___ Data to use ___
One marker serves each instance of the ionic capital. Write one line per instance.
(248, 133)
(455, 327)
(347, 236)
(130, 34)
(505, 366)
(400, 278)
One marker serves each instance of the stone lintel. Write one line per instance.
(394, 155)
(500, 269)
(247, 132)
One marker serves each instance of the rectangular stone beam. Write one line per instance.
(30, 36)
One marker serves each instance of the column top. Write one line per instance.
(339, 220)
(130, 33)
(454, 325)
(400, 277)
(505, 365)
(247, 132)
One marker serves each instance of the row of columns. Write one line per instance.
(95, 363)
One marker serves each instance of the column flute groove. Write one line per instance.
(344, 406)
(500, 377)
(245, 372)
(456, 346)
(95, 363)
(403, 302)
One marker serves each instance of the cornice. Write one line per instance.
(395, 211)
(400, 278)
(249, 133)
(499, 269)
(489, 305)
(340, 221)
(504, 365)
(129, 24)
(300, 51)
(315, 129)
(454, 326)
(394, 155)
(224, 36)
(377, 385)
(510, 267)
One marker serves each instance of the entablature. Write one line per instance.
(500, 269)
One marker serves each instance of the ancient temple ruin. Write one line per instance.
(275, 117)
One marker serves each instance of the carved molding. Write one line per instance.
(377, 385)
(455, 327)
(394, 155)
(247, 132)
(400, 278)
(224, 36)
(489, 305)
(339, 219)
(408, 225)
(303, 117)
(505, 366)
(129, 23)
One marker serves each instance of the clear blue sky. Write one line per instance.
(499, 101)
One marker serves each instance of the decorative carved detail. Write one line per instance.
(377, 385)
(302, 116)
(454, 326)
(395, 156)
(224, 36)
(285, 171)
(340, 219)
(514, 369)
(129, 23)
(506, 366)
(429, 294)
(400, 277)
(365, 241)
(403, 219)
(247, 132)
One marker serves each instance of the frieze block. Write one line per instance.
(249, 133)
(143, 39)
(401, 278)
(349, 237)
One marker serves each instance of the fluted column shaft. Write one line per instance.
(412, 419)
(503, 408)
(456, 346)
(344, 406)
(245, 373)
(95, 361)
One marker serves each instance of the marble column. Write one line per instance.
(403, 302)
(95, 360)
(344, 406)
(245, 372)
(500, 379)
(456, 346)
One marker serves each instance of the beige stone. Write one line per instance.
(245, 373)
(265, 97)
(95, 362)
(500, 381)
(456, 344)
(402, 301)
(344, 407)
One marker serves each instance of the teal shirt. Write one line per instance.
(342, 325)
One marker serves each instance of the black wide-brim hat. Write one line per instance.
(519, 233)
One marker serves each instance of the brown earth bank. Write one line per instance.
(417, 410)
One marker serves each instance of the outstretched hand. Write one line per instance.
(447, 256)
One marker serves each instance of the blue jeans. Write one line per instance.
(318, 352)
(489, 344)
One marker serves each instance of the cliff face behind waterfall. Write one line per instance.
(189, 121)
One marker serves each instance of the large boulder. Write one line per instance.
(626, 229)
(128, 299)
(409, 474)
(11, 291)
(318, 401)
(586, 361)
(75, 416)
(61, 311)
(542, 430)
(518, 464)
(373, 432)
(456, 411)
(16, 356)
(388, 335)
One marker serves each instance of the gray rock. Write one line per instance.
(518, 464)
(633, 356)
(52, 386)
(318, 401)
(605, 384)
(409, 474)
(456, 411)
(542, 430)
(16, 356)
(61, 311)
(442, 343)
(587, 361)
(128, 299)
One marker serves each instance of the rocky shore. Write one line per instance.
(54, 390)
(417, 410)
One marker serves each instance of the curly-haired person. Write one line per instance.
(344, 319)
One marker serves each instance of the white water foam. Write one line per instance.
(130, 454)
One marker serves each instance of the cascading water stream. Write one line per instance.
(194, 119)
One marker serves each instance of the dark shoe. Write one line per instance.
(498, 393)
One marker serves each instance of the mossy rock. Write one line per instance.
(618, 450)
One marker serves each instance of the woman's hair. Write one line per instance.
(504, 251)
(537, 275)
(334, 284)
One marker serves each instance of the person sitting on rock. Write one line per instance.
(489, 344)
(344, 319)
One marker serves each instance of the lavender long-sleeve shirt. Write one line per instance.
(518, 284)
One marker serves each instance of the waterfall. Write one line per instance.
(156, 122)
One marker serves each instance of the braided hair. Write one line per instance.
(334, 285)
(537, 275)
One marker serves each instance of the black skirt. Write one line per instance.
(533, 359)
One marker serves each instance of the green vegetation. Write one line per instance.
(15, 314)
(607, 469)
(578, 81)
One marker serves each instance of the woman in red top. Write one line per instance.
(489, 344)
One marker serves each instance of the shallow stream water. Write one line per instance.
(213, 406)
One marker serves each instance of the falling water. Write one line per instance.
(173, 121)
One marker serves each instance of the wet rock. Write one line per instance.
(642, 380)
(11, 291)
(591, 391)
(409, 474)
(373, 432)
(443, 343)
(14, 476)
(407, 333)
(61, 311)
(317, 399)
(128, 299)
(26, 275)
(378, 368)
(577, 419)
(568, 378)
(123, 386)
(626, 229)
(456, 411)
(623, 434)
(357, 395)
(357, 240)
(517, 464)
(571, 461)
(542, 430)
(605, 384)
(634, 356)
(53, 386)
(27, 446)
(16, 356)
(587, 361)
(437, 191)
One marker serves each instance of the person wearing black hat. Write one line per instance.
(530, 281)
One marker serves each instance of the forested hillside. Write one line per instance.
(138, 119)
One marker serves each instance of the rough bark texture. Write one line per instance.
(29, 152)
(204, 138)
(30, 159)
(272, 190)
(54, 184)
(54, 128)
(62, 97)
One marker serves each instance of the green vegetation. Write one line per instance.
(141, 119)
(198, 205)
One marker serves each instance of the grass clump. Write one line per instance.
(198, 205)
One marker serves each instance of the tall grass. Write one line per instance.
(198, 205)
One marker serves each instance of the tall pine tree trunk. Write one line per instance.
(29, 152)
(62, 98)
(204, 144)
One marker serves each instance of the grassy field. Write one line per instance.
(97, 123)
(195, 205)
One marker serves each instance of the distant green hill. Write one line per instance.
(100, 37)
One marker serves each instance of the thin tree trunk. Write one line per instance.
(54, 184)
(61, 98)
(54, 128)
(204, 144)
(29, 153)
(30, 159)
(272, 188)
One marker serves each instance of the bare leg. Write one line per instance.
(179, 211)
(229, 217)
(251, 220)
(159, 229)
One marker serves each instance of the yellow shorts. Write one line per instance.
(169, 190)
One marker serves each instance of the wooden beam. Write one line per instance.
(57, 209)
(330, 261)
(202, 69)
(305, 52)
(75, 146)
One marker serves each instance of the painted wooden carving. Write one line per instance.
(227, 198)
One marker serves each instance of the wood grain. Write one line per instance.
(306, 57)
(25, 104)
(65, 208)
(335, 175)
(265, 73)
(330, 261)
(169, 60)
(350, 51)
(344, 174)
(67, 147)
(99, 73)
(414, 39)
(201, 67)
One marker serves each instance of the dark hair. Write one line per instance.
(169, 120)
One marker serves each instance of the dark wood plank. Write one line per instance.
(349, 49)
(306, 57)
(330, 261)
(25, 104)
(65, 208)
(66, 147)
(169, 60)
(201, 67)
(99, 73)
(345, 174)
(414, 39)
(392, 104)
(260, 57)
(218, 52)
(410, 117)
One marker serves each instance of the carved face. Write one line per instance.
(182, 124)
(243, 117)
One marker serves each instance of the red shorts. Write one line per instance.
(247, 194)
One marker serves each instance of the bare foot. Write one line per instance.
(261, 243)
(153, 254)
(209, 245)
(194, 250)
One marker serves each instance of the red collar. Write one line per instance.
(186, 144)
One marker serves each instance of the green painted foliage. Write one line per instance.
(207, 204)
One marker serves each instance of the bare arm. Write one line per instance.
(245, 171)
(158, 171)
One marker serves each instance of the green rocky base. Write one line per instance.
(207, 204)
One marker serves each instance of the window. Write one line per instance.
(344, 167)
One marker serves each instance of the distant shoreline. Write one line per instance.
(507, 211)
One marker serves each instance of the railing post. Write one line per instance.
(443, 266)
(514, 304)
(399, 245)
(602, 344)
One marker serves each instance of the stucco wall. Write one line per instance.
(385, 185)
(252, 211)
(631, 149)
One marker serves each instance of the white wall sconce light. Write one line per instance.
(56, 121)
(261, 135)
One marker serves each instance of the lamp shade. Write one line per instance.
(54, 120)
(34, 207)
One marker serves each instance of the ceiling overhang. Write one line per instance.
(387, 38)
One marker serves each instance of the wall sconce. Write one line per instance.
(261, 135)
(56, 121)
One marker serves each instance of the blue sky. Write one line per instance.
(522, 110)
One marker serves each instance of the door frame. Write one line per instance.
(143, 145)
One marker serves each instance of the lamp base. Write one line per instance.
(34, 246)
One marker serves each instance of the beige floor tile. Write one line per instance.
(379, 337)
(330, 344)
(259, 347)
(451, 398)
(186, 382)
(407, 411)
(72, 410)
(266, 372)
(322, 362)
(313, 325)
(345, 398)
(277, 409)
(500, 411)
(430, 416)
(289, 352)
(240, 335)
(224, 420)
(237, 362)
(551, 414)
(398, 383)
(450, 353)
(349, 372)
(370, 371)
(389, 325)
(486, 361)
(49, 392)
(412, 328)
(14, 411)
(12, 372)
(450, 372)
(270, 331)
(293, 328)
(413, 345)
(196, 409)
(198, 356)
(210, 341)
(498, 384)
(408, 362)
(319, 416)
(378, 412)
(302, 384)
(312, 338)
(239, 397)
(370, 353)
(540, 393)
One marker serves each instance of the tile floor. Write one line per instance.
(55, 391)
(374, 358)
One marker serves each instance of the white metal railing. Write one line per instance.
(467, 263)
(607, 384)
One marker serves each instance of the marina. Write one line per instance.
___
## Written task
The required output is the span of lines from the one containing "One marker serves each instance of the distant shoreline." to the last line, reproduced character for character.

## Task solution
One marker serves each instance of the distant shoreline. Write one line per instance.
(507, 211)
One marker serves each instance of the railing post. Write one line per instance.
(443, 266)
(514, 304)
(399, 245)
(602, 344)
One marker serves each instance of the stucco wall. Write one line per instance.
(385, 185)
(252, 211)
(631, 149)
One marker serves each instance of the white wall sconce light. Write one line per instance.
(56, 121)
(261, 135)
One marker serves each instance of the lamp shade. Write one line per instance.
(54, 120)
(34, 207)
One marker serves each instance of the ceiling overhang. Write one line per instance.
(387, 38)
One marker serves each instance of the wall sconce. Write one line per instance.
(261, 135)
(56, 121)
One marker serves each instance of the blue sky. Write one line per instance.
(522, 110)
One marker serves each instance of the door frame. Write one line per instance.
(143, 145)
One marker serves each instance of the lamp base. Write one line per instance.
(34, 246)
One marker serves each instance of the beige floor tile. Write one line per instance.
(379, 337)
(330, 344)
(259, 347)
(451, 398)
(186, 382)
(407, 411)
(72, 410)
(266, 372)
(322, 362)
(313, 325)
(345, 398)
(277, 409)
(500, 411)
(430, 416)
(289, 352)
(240, 335)
(224, 420)
(237, 362)
(551, 414)
(398, 383)
(450, 353)
(349, 372)
(370, 371)
(389, 325)
(486, 361)
(49, 392)
(412, 328)
(14, 411)
(12, 372)
(450, 372)
(270, 331)
(293, 328)
(413, 345)
(196, 409)
(198, 356)
(210, 341)
(498, 384)
(408, 362)
(319, 416)
(378, 412)
(302, 384)
(312, 338)
(239, 397)
(370, 353)
(540, 393)
One marker serves each instance of the tile floor. Write one line per instance.
(55, 391)
(374, 358)
One marker serves each instance of the white metal railing. Write one line per instance.
(467, 263)
(607, 384)
One marker serves each instance of the marina. Write one line per instance.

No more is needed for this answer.